__Text block__.
*****

There's actually a good point buried in this post.

"Trump promised that his tax cut would produce higher wages. Not."

It ignores the fact that this was only one subgroup of wages. However, most potential Trump voters do expect to see economic gains. So, if wages remain stagnant, it will undermine some of the bump Trump would get from an otherwise good economy.

Another point, re entrants to labor market likely to come in on low end, depressing average calculations possibly even if existing participants rising slightly.

After looking into the press release, I'm not sure this isn't cherry picking to some degree. Here's the full paragraph the sentence was extracted from:

"From May 2017 to May 2018, real average hourly earnings decreased 0.1 percent, seasonally adjusted.
The decrease in real average hourly earnings combined with a 0.6-percent increase in the average workweek resulted in a 0.5-percent increase in real average weekly earnings over this period. "

Employment cost index continues to rise https://www.bls.gov/news.release/eci.t01.htm

So: employers are paying more (as we would expect with rising marginal productivity of labor) but workers are receiving less of that in the form of wages. This is not my area of expertise, and I would be happy to hear corrections or more nuanced explanations.

howard, I'm glad you brought this point up. I typically watch and observe the comments on this website, but felt compelled to offer my experience in an effort to bolster your point. Our small business does an excellent job controlling wage growth by targeting 1-2% wage raises, per annum. No more, no less. However, we have very ability to control other employment related costs such as healthcare insurance and general liability/worker's compensation insurance. These are the employment costs that are getting out of hand -- we saw healthcare insurance increase by almost 10% last year, and that was after we left our previous provider that was insisting on a 20% increase. So on the whole, our employment costs have increased dramatically in the last 5 years, though wages themselves are only a small contributor to that.

*****

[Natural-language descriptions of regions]
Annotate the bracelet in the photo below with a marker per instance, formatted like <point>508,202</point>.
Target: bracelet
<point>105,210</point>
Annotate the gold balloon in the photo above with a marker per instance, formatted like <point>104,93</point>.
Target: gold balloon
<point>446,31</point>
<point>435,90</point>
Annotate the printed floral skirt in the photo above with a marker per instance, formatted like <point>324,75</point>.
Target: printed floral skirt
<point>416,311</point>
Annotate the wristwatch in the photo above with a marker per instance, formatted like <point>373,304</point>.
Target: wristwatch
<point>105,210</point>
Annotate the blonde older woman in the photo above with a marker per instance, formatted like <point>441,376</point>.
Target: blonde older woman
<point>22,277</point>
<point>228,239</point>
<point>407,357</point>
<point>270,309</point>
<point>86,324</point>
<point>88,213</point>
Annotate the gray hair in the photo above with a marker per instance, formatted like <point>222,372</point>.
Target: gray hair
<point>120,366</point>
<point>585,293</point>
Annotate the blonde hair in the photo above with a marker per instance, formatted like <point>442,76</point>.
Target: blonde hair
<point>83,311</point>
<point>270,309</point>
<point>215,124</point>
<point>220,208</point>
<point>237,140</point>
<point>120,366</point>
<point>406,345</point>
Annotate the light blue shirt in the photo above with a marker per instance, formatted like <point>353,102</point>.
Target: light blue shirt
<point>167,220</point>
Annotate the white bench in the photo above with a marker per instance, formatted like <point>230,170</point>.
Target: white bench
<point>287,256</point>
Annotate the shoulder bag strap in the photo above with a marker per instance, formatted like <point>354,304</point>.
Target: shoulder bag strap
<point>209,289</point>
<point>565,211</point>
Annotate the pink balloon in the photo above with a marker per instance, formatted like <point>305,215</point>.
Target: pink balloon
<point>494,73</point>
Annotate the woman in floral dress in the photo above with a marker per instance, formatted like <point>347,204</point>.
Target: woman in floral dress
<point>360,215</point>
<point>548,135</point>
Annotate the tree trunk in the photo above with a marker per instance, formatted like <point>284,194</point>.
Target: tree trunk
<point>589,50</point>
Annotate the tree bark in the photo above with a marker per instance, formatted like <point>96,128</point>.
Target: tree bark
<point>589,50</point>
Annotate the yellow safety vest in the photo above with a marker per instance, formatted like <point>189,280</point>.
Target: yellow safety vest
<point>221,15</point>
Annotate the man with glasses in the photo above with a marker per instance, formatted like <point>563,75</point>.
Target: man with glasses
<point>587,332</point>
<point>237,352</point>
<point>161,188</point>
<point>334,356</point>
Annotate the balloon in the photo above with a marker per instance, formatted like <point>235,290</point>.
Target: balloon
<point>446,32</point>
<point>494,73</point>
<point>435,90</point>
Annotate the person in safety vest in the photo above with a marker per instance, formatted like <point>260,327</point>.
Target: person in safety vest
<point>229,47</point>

*****

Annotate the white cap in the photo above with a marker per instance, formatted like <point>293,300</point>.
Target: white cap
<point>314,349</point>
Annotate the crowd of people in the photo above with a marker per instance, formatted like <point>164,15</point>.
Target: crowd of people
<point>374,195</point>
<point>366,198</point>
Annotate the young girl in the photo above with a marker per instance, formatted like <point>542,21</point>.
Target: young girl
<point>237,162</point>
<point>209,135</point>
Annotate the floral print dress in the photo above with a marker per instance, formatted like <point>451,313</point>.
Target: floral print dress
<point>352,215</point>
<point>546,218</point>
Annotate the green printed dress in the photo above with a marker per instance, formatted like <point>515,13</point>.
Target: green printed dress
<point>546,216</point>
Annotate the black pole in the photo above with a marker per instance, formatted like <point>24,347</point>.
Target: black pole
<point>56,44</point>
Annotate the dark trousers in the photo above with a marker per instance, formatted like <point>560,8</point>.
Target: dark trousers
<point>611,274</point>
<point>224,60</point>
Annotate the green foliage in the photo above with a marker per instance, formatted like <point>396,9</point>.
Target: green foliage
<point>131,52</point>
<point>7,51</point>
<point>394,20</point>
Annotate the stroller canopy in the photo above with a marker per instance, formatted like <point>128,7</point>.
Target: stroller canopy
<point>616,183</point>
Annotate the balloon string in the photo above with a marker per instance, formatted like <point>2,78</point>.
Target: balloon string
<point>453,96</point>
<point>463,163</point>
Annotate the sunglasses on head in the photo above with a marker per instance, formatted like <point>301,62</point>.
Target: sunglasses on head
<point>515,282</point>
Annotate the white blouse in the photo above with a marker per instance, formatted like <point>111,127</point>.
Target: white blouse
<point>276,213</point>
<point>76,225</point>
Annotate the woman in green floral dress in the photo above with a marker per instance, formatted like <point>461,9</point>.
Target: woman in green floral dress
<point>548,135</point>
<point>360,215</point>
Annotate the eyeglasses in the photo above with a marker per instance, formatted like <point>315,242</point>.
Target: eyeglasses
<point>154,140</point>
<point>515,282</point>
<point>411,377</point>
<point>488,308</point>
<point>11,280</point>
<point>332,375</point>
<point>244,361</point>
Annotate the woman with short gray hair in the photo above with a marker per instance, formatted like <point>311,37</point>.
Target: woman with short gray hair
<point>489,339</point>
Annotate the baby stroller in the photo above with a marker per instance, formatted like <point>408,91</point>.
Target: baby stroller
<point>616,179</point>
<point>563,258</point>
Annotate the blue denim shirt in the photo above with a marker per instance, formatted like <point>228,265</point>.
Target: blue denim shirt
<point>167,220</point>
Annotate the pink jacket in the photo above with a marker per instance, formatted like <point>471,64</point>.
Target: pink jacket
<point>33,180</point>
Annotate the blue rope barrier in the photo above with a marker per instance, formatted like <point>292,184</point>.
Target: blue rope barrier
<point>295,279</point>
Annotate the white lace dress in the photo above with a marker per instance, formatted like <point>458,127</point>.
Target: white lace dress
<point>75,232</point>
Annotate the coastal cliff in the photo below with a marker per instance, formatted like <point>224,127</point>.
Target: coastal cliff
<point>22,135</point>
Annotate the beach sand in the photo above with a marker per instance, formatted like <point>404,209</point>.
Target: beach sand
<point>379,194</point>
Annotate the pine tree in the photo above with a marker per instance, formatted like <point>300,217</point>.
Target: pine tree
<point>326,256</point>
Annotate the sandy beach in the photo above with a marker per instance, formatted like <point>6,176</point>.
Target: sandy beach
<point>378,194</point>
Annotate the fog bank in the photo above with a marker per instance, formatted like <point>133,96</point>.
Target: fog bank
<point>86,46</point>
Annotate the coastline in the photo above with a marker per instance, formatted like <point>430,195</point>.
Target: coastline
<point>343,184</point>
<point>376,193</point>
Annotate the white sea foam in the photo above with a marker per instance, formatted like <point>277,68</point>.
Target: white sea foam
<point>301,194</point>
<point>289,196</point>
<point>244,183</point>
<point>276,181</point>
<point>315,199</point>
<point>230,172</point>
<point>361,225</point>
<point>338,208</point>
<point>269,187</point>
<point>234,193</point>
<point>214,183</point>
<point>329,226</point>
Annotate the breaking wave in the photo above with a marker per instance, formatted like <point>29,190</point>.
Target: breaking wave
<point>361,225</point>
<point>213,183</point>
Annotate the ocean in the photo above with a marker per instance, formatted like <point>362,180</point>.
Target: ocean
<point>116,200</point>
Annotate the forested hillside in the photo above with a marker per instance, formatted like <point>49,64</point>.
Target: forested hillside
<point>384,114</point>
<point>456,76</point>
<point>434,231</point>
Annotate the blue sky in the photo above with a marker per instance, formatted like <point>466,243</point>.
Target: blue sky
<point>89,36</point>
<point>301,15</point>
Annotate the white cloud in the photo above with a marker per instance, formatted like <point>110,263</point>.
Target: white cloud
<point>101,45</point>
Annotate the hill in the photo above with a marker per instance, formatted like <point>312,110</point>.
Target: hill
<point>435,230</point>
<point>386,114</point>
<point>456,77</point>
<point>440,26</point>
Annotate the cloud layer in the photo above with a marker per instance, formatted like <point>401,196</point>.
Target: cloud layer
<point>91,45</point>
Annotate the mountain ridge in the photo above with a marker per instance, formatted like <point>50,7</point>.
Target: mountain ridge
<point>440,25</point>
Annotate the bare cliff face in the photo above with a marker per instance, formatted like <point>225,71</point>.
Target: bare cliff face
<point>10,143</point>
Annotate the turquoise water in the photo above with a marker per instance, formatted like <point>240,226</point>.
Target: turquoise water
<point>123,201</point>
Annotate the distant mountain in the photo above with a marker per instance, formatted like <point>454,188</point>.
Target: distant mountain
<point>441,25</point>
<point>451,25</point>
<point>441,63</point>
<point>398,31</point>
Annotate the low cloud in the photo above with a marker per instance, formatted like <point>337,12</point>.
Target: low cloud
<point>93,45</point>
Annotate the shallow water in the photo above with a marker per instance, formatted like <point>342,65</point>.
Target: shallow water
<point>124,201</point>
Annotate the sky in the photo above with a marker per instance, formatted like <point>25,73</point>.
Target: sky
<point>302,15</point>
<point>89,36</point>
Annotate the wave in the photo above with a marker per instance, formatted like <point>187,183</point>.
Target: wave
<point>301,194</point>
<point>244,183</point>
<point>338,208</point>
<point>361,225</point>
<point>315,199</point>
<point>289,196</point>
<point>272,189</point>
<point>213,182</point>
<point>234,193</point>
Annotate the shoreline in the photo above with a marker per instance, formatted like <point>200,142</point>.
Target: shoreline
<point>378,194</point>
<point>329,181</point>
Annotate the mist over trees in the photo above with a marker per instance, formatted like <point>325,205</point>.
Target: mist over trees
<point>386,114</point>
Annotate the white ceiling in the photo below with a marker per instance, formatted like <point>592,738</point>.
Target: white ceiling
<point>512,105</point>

*****

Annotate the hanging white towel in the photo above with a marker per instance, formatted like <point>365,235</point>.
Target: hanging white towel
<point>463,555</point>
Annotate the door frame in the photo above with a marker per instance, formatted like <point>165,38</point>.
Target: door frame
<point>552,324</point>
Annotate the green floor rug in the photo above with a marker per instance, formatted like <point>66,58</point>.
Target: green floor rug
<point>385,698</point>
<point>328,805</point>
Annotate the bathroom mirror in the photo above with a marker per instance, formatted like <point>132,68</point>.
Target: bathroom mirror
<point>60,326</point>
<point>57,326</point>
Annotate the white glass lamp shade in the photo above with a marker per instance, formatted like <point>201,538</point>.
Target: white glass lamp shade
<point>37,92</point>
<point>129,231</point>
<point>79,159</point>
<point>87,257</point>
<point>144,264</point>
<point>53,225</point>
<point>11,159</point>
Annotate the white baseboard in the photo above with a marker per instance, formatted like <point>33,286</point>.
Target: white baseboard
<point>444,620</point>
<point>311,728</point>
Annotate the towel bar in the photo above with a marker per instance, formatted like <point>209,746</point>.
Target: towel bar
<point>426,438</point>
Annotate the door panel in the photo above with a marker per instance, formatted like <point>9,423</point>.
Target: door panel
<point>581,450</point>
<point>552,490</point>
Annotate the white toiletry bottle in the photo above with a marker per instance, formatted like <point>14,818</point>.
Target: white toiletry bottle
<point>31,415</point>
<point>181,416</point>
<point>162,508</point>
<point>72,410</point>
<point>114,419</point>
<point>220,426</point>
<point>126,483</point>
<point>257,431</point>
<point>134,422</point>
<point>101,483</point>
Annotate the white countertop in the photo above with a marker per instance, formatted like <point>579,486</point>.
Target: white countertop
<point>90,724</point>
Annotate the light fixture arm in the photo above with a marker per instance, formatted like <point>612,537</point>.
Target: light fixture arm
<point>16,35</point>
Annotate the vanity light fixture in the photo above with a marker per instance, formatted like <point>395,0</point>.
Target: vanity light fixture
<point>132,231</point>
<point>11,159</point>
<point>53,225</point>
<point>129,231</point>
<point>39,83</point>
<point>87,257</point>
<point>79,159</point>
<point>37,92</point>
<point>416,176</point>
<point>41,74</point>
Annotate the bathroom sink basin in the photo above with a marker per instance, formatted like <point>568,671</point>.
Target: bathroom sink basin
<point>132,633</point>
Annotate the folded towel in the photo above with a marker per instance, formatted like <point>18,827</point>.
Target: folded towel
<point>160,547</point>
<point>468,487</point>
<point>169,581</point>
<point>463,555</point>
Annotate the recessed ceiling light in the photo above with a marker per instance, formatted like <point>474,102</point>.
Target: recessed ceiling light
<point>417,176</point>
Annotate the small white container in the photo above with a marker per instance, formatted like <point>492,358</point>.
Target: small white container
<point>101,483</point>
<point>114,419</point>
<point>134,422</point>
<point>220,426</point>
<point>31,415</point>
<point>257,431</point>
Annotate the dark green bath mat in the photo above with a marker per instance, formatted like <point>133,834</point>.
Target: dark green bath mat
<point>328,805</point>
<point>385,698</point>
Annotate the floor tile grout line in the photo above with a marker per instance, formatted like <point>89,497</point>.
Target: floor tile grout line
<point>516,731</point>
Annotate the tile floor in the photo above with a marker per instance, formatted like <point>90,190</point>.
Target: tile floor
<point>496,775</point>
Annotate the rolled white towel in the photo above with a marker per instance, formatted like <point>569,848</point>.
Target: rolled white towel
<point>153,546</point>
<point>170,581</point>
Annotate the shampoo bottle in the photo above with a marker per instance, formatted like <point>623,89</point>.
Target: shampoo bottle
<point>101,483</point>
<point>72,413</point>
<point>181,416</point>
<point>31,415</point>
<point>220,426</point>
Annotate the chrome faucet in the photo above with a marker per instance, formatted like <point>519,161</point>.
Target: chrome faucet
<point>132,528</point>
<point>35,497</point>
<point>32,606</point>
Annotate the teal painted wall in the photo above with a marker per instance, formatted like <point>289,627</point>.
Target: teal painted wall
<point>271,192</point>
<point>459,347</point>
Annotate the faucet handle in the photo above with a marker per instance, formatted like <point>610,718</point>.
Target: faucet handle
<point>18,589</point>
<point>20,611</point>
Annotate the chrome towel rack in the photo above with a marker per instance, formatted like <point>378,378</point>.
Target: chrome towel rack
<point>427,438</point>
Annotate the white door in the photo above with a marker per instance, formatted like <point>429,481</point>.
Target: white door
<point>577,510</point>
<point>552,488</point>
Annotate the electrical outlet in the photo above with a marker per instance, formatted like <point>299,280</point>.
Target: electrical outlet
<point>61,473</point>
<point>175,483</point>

*****

__Task to complete__.
Continue the discussion of wages and employment costs, beginning after its final sentence. The items were drawn from a separate source and bear no relation to the text.

__Response__.
People aren't talking about it enough, but insurance is becoming a huge drag on small- and medium-sized businesses' viability in this country. Hell, when it takes Amazon, JPMorgan, and Berkshire joining forces to be able to get a fair deal for their employees' healthcare, how do you think the rest of us smaller guys feel? We have to eat whatever increase we get every single year.

This is what single-payer insurance is supposed to fix. Even Obamacare was trying.

Oh, yes, I completely agree on single-payer insurance being the solution. Unfortunately, Obamacare was not enough and did nothing for our business in mitigating spiraling healthcare insurance. Not saying the intent wasn't there with Obamacare, like you said it tried, but in actuality we never saw the results promised -- it only continued to get worse. At this point, I believe it needs to be all or nothing when it comes to single-payer healthcare on a federal level, or else small and medium businesses within low margin industries are going to become insolvent soon given these worsening insurance headwinds.

Theory: as more less productive people leave unemployment or enter the workforce to get new jobs, it brings down the average productivity. Also new hires are likely to be less productive than old hires, especially if their skills have eroded from long-term unemployment.